● **LO QUE HARÁS**:
1. Transcribe del fragmento sobre el taller literario la parte que comienza con las palabras que contienen "UNA EXPERIENCIA LITERARIA..." y termina con "del oficio literario.".
2. Según el fragmento sobre el taller literario, ¿entre qué meses y en qué año se realizó el taller Las Filigranas de Perder?
3. Redacta la continuación del fragmento sobre el taller literario a partir de la última oración del relato "Marido para tres".

● **FRAGMENTO DEL DOCUMENTO**:

= = = = =

6.5.08
AMIGOS Y AMIGAS DEL AUTOR...
MAS AUTORES CON EL TALLERISTA NESTOR...
UNA EXPERIENCIA LITERARIA...
Durante los meses de octubre a diciembre de 2007, se realizó un taller de creación colectiva literaria llamado Las Filigranas de PerderEl taller consistía en escribir ejercicios literarios con los participantes. Por ejemplo, nos presentaron los parrafos de un cuento hasta tal línea: de ahí en adelante entraba a operar la imaginaciòn del autor, o autores, en este caso, y seguirla. Todos esos ejercicios se hicieron en caliente. Además de estos ejercicios con la palabra estaba la de realizar un cuento ya en conjunto entre las personas, que espontaneamente nos reunimos y nos dimos a la tarea de trabajar juntos. Esta experiencia fue batalladora y complicada y muchas veces desgastante mediante negociación muy frecuente, porque prevaleció siempre el que sabía más del oficio literario.
También se trataba de negociar los egos que son en última la mayor motivación que tiene el artísta que duerme en cada escritor, y lograr un trabajo común, donde de verdad prevalesca el trabajo en colectivo y sus resultados concretos en un texto final.>
Aquí les presentó DOS de las versiones buscando un resultado final de esa experiencia literaria. Después de superar con madurez los escollos, entrabamientos, a veces, una escasa fundamentación literaria, se logró sacar un libro final titulado SIMBIOSIS VIRGINAL con los diesciete textos escogidos de los participantes de los 4 talleres que realizó el colectivo "Las Filigranas de perder" en las bibliotecas mayores de Bogotá.
MARIDO PARA TRES
María Teresa Niño Farfán, Mónica Liliana Trujillo, Marcelo Del Castillo
Martha y Paty, en una conversación de mujeres, coincidieron en que a sus amantes no sólo les gustaba el mismo restaurante, el mismo plato —espagueti a la carbonara—, y el vino chileno, sino que además, a ambos les gustaba untarles los pezones con miel a la hora de hacer el amor. Llegaron a la conclusión que hablaban del mismo hombre. Burladas en su dignidad de mujeres, pensaron en vengarse, en castigarlo de forma cruel.

= = = = =

Entradas de un conjunto de datos de señalamiento:
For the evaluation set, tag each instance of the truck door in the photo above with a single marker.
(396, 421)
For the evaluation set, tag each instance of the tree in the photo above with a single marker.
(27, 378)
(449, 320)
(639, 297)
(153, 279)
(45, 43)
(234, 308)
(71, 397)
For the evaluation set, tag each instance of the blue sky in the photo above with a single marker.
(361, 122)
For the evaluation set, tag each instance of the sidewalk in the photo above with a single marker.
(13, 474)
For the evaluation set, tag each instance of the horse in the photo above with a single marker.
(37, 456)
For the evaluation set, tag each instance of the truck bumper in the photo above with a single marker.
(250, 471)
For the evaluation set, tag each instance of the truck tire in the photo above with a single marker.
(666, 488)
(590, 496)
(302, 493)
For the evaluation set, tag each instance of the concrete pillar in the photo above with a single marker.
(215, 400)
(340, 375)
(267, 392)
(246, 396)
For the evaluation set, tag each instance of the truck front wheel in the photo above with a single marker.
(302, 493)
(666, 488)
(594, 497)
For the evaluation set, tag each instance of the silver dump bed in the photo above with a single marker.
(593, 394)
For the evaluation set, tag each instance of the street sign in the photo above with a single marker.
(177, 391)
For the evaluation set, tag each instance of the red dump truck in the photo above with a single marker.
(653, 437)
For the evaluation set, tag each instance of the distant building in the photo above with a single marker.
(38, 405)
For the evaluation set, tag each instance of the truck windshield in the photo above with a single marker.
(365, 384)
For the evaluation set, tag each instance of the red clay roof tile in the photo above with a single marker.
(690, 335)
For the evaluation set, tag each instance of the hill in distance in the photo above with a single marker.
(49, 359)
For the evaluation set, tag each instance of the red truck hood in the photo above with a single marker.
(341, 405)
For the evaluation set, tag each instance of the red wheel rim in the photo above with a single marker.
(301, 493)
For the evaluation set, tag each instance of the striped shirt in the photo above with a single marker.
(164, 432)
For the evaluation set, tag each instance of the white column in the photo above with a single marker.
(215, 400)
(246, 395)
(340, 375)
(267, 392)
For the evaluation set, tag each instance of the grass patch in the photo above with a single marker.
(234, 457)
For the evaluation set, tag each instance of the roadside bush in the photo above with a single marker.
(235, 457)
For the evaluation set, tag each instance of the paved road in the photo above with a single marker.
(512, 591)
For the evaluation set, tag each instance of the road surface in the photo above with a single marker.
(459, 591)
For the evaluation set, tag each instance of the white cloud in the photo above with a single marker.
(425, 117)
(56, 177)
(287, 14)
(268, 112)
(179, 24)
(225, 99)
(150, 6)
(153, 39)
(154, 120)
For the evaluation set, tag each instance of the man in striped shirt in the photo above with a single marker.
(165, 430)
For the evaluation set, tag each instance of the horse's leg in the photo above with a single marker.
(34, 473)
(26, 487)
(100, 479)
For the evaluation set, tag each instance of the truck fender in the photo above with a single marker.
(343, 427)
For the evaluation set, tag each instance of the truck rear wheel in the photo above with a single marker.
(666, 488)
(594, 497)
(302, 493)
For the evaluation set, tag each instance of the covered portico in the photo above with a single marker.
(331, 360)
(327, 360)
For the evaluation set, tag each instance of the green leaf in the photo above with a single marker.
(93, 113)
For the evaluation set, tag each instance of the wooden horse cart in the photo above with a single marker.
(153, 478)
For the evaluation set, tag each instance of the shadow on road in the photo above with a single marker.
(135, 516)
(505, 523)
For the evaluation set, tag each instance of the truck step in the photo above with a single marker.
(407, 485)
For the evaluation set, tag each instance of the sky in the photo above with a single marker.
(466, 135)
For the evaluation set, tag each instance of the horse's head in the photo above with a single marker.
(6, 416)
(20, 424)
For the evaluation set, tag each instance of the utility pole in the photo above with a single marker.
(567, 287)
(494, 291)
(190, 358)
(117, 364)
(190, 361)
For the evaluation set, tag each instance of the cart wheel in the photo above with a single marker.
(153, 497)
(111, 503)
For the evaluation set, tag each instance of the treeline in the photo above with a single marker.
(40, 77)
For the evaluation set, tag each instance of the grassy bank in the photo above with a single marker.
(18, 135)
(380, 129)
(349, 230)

= = = = =

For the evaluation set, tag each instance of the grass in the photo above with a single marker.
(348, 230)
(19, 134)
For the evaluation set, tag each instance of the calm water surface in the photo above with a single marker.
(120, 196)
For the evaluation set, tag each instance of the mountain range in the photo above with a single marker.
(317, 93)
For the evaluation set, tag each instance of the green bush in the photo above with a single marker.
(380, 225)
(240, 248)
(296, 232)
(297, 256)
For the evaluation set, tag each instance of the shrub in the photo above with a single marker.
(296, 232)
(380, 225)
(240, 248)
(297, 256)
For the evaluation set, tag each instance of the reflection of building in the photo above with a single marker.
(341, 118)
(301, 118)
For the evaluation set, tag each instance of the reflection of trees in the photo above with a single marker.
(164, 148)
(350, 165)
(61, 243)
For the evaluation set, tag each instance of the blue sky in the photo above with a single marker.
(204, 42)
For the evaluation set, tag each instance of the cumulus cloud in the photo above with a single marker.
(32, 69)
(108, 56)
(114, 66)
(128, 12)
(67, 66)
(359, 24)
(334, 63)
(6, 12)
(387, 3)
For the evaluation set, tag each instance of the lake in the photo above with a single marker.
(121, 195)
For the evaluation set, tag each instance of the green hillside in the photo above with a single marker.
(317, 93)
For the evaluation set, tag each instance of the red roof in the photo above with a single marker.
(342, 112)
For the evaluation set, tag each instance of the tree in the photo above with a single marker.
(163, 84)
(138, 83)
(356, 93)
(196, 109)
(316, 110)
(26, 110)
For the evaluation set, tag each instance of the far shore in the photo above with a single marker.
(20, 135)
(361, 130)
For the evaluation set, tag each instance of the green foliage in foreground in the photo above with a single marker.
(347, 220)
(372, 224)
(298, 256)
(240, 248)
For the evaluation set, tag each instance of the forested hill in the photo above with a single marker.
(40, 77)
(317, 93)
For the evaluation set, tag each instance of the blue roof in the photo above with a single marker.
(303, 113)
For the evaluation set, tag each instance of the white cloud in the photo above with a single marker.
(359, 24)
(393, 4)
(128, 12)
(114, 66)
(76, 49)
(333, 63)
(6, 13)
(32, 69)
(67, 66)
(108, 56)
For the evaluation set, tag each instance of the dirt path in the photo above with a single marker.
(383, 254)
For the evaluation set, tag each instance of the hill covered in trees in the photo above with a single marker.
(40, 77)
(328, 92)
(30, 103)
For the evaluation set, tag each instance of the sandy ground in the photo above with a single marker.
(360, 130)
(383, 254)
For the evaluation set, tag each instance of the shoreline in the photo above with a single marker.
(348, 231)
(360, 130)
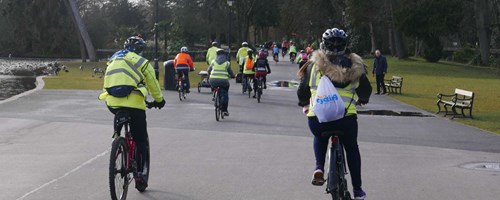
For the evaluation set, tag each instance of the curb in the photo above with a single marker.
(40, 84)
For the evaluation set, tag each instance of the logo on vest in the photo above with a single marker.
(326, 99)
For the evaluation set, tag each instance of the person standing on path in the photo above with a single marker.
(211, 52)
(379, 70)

= = = = =

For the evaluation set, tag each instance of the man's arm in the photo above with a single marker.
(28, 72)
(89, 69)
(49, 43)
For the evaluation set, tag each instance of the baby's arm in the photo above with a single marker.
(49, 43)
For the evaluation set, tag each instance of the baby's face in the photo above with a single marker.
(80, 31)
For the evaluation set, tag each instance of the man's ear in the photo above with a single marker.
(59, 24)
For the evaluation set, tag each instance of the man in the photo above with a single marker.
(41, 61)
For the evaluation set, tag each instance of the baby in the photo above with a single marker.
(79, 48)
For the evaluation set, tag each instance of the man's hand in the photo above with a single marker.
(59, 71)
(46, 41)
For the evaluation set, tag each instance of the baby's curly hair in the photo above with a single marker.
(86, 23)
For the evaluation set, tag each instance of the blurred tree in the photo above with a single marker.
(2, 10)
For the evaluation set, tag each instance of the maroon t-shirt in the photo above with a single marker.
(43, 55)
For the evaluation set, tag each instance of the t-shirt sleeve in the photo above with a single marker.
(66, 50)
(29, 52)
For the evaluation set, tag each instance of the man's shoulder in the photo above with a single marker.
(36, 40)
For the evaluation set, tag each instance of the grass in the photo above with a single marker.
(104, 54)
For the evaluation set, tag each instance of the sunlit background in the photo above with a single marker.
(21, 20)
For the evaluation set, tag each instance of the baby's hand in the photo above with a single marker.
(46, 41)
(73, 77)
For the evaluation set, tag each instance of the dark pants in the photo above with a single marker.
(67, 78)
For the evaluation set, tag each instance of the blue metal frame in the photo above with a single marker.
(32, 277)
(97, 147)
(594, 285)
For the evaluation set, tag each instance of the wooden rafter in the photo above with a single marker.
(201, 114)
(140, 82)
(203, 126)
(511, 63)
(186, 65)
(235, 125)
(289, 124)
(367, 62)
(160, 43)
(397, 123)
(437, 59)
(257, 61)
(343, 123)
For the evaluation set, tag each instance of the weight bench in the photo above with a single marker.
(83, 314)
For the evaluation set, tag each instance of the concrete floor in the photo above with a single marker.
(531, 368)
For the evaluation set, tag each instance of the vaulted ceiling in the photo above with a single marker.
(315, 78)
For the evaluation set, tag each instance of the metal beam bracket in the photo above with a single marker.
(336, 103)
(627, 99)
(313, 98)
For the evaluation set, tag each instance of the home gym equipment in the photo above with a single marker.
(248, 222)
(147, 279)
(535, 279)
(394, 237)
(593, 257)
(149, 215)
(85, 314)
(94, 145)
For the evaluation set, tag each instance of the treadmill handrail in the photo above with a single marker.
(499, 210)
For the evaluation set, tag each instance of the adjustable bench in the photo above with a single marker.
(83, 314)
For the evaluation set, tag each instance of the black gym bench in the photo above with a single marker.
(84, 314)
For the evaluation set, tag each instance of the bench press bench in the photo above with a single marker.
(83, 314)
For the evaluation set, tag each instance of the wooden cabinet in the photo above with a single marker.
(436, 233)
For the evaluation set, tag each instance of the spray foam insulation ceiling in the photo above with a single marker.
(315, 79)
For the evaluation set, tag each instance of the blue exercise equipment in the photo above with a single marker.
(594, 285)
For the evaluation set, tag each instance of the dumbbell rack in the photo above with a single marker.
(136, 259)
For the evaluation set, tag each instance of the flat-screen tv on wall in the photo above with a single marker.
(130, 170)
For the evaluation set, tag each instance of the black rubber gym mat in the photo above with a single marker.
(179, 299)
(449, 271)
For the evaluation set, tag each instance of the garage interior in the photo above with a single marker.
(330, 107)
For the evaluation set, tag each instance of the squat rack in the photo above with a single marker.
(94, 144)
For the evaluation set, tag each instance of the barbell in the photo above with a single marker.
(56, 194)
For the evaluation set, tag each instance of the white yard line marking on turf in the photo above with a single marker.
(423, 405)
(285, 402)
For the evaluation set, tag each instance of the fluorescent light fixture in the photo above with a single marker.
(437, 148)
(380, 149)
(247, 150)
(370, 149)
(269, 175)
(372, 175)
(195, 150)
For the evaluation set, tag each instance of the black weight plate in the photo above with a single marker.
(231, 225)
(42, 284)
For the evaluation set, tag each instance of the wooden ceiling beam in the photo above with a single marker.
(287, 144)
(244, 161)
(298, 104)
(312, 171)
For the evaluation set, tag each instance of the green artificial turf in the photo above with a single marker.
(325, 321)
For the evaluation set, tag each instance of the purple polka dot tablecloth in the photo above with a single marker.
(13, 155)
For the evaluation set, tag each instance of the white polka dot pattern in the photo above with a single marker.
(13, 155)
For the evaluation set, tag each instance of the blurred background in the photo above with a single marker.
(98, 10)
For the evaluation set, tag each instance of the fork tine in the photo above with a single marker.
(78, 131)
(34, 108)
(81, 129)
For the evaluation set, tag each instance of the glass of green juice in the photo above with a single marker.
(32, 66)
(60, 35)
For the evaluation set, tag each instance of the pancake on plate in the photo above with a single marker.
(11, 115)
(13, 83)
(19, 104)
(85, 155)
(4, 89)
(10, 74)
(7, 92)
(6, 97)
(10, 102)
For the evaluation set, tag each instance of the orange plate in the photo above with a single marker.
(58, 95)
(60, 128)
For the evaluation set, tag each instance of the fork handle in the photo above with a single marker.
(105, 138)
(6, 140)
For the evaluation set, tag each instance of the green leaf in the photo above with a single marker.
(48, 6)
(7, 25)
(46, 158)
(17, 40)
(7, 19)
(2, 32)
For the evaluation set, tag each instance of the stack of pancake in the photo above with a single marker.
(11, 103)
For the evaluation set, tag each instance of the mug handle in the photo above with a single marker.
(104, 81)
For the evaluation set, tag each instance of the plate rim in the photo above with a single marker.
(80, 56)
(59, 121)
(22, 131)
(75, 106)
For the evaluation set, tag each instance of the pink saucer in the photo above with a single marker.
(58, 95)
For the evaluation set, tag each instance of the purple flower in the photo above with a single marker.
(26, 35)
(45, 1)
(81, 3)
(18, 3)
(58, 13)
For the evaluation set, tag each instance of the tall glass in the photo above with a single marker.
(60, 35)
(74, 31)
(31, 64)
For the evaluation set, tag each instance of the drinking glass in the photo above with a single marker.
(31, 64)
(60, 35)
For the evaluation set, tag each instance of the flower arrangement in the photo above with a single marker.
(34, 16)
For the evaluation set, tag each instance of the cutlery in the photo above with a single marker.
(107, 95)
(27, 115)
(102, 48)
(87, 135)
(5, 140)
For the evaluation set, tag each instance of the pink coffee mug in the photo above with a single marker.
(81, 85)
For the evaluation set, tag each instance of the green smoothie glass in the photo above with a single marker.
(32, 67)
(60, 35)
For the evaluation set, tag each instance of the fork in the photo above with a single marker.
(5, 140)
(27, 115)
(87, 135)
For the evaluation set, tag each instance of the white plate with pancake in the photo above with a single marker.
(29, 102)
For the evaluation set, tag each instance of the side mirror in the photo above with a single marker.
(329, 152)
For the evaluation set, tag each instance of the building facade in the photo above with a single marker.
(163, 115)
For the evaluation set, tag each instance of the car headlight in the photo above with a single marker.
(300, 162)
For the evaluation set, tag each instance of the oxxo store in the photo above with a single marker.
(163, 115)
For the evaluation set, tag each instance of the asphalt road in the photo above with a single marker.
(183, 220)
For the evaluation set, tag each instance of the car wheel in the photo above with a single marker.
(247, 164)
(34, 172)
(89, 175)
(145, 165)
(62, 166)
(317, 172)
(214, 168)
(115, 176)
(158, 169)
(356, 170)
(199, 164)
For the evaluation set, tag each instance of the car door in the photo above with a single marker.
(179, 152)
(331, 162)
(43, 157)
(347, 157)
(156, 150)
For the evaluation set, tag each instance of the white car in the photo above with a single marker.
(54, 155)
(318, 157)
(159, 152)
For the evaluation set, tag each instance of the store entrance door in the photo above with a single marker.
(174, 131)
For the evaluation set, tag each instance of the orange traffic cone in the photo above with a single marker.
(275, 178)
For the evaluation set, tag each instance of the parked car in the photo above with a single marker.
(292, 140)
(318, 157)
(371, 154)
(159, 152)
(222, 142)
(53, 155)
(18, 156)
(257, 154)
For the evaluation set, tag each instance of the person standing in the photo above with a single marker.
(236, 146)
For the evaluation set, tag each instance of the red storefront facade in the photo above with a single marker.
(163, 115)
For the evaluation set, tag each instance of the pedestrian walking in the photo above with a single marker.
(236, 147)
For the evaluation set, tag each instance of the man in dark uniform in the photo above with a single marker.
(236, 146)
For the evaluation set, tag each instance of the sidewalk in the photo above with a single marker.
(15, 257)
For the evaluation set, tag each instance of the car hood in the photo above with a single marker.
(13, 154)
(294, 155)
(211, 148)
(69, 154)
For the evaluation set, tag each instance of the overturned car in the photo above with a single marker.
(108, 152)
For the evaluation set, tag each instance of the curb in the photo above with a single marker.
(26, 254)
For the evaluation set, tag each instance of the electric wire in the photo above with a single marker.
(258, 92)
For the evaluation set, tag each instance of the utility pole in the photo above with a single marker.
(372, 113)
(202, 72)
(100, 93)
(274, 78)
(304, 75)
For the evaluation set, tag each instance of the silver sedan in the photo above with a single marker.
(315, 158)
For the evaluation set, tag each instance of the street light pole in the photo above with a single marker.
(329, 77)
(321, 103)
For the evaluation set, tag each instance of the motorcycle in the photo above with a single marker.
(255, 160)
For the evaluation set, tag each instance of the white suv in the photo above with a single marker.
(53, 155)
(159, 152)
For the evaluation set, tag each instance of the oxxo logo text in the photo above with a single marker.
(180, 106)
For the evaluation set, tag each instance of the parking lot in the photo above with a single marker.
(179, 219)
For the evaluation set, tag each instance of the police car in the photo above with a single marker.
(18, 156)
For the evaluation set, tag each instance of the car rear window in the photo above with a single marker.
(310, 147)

= = = = =

● **RESPUESTAS EN ORDEN**:
1.
UNA EXPERIENCIA LITERARIA...
Durante los meses de octubre a diciembre de 2007, se realizó un taller de creación colectiva literaria llamado Las Filigranas de PerderEl taller consistía en escribir ejercicios literarios con los participantes. Por ejemplo, nos presentaron los parrafos de un cuento hasta tal línea: de ahí en adelante entraba a operar la imaginaciòn del autor, o autores, en este caso, y seguirla. Todos esos ejercicios se hicieron en caliente. Además de estos ejercicios con la palabra estaba la de realizar un cuento ya en conjunto entre las personas, que espontaneamente nos reunimos y nos dimos a la tarea de trabajar juntos. Esta experiencia fue batalladora y complicada y muchas veces desgastante mediante negociación muy frecuente, porque prevaleció siempre el que sabía más del oficio literario.

2. De octubre a diciembre de 2007.

3.
Cuando Gonzalo abrió la puerta, se sorprendió al reconocer el rostro lloroso de Paty, y más aún al ver a su lado la mirada incendiada de Martha. Esta le sembró un golpe limpio bajo un chorro de recuerdos de cama, cuando se vestía para la sesión de sadomasoquismo. Ahora no se trataba de una faena para compartir sus goces. Gonzalo al caer comprendió que las mujeres —su harem, como solía jactarse entre sus amigotes— lo estaban golpeando por engañarlas. Su esposa corrió alarmada sin atinar qué ocurría. Martha, después de darle una patada brutal en los testículos al bulto que configuraba Gonzalo en el piso, se detuvo al verla asustada. “Este degenerado siempre la ha engañado”, gritó por fin. La expresión contundente de esa extraña mujer que gritaba sollozando, hizo comprender a Esperanza algo que hacía mucho tiempo había sospechado de su marido, sólo que se negaba a aceptarlo pues era una mujer católica de principios arraigados, convencida que el matrimonio y la resignación eran parte del amor. Se llenó de dignidad y se apartó del espectáculo. Gonzalo logró levantarse evitando los manotazos de Martha y los arañazos de Paty, mientras gritaba:
—¡Por qué putas me tengo que aguantar esto! ¡Ustedes no son más que unas perras! ¡Unas zorras! Fuera de mi casa.
Paty le forcejeaba: “¡Fui una idiota al creerme la única!”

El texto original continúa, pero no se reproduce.